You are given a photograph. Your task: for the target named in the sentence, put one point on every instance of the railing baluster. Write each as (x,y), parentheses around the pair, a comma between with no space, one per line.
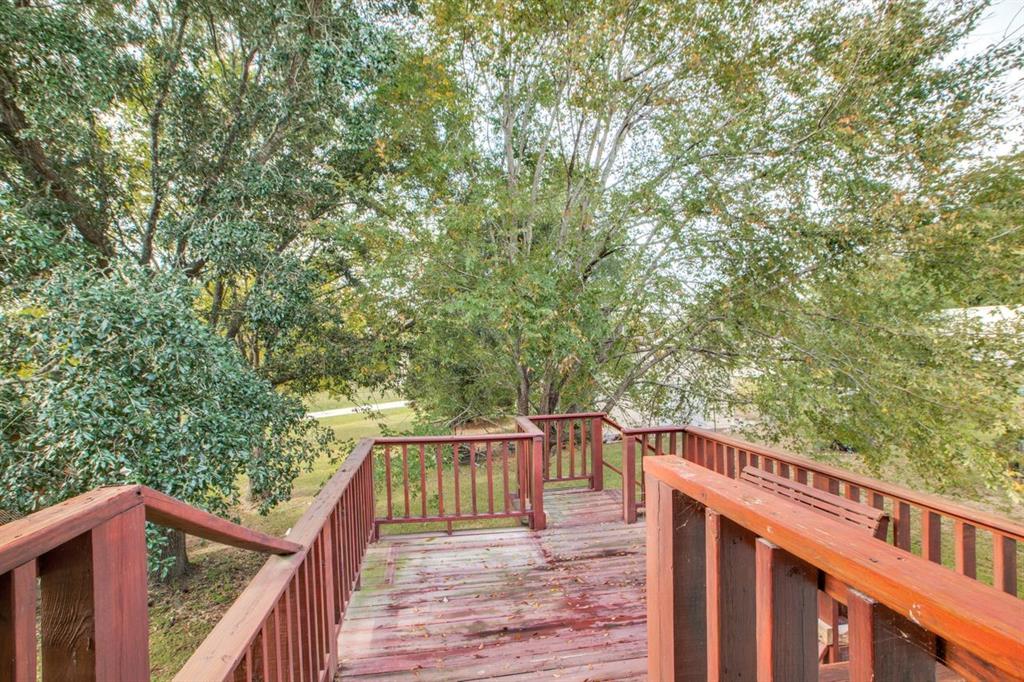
(440,479)
(901,521)
(387,479)
(931,536)
(558,448)
(786,616)
(472,473)
(597,454)
(423,479)
(505,474)
(629,479)
(548,427)
(17,624)
(583,446)
(1005,563)
(491,481)
(571,425)
(677,635)
(458,486)
(730,600)
(964,548)
(305,603)
(404,475)
(539,520)
(886,646)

════════════════

Write out the data precisely as given, excluding the pictures.

You are given a photograph. Your task: for the target named in the sentence, put one point on every instance of the railing baluster. Write each as (x,y), parentheses around the pair, a comma between with no space, one per line.
(440,479)
(901,521)
(387,479)
(931,536)
(558,448)
(786,616)
(472,473)
(597,454)
(423,479)
(505,474)
(629,479)
(548,427)
(17,624)
(583,446)
(1005,563)
(491,481)
(571,425)
(677,635)
(458,486)
(730,600)
(964,548)
(305,603)
(404,475)
(539,520)
(886,646)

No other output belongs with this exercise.